**Written instruction 1**
Reproduce the stretch of the earnings call transcript from "On your different" through "high single digit.", word for word.
**Written instruction 2**
Pick up the earnings call transcript after its last line and continue it.

----- Passage provided -----

And now it seems to be quite choppy through the quarters of this year. Maybe that's some seasonality, and I'm not sure.
But could you clarify why that is because it's quite confusing, I think, from the outside that there was an impact in Q4 and then, obviously, an impact in Q1 and then that's actually become significantly more pronounced. And yes, just trying to understand how we should think about that from here and on?
Olivier Rigaudy
It's a complex situation. When you stop such contracts, you remember that TLS was supporting delivery of Visa for many, many, many countries for the United Kingdom.
So there are some parts of the business that have been close or stop earlier in Q4 that some of them have continued in Q1 because the government asked us to continue for until end mid-March for some place. So this is exactly what happened.
So a significant part has started to be reduced in Q4. There are still business, I would say, on a comparable basis in Q1 but significantly less and totally disappear in Q2.
Thomas Mackenbrock
Other questions?
Operator
The next question comes from Ben Wild from Deutsche Bank.
Benjamin Wild
Just a few questions for me. Firstly, away from LLS and specialized services in the core services business, there's quite a big divergence in growth between the Americas and the EMEA and APAC divisions.
Can you just maybe explain the divergence that's happening there because the segments are obviously very geographically diversified in terms of the geographies that they're an serving. So any color on what's happening geographically or whether it's a function of client mix is resulting in such different growth trajectory from the different subcomponents of core services.
And then a second question on Specialized Services, please. And a question -- another question on disclosure.
Thomas, you mentioned that some of the businesses within specialized services have very high valuation benchmarks in the private and public markets. Are you considering giving more public disclosure on the constituent parts of the Specialized Services businesses to help us understand the moving parts within the businesses and maybe to help us value them independently?
Thomas Mackenbrock
Yes, we have -- there are discussions, but nothing has been decided and disclosed, but I think if you look at the past as some of the assets within specialized service has been acquired, you can drive your conclusions of the businesses, but these are really -- and we gave some examples at our Capital Markets Day. Specialized niche services business that target a specific client demand that have higher margins typically.
And I do believe echo a higher valuation that we are currently seeing. So that was just as a note on the business.
On your different momentum question, I think it's reflected that the Americas, what I said earlier, a relevant portion of that segment is North America, notably Canada and the U.S., and we've seen a trend for many, many years, but also in this year of moving businesses onshore to offshore location. In the English-speaking world, of course, this is much easier, whether this is India, Philippines, South Africa.
And this affects, obviously, the growth rate. That's why when you dissect our Americas segment in India, Philippines, Latin America, North America, you see a very different growth momentum where India is growing high single digit.
And the other segments, in particular, North America, sees a decline in the top line, which is true not just fast, but for the entire industry. And so there's the relative weight.
Benjamin Wild
Maybe just as a quick follow-up.
Thomas Mackenbrock
Sure.

----- Data segment -----

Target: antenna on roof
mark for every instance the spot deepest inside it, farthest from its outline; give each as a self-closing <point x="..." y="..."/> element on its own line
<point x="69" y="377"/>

-----

**Exercise output 1**
On your different momentum question, I think it's reflected that the Americas, what I said earlier, a relevant portion of that segment is North America, notably Canada and the U.S., and we've seen a trend for many, many years, but also in this year of moving businesses onshore to offshore location. In the English-speaking world, of course, this is much easier, whether this is India, Philippines, South Africa.
And this affects, obviously, the growth rate. That's why when you dissect our Americas segment in India, Philippines, Latin America, North America, you see a very different growth momentum where India is growing high single digit.

**Exercise output 2**
Benjamin Wild
In terms of the English-speaking world and the offshoring dynamic, is there any differing pace of AI disruption happening within the English-speaking part of the business versus non-English speaking. And can you -- is that something you're seeing or Is it purely an offshoring effect?
Thomas Mackenbrock
No. The beauty of AI, and that's why I say, it's, of course, multilingual.
So that's why the language barrier that exists with AI. So we have really positive discussions with many clients across the world and whether you are a French client, German client, Spanish client, U.S.
client, every Agentic AI voice spots, speaks every language. So there's no language barrier as such.
And also the willingness to try things -- we have many European companies, many Asian companies for a very active discussion with us. We're winning deals based on Agentic AI solutions by combining a hybrid offering with AI and human-led BPO together across the board.
In fact, we actually had today a very recent discussion with our Head of Business Development and Sales in Europe of all the deals that you've seen. So there is no difference in the dynamic for our U.S.
clients versus our European clients. And it's good.
Really, we have to embrace the and I think it allows us an opportunity to transform this business if we do this very proactively.
Olivier Rigaudy
Maybe last question?
Thomas Mackenbrock
Last question. I don't know if there's something left in the queue.
Operator
There are no further questions at this time. So I hand the conference back to Mr.
Mackenbrock for any closing comments.
Thomas Mackenbrock
We stick to this chart, maybe we'll look at it. We really are pleased with the development in our core business.
The teams are a fantastic job growing like-for-like. As you can see here, 3.5% in Q2 is encouraging momentum and we're really looking forward to continue this momentum in Q3 and Q4.
We are closely monitoring the headwinds in specialized services. Also there, the teams really have our full trust and doing a fantastic job.
But these are headwinds that needs to be managed, that we see temporary, but we cannot give you a date for this year if this will end. And we have, of course, on the group level, the FX headwinds that Olivier explained earlier that we continue to monitor closely.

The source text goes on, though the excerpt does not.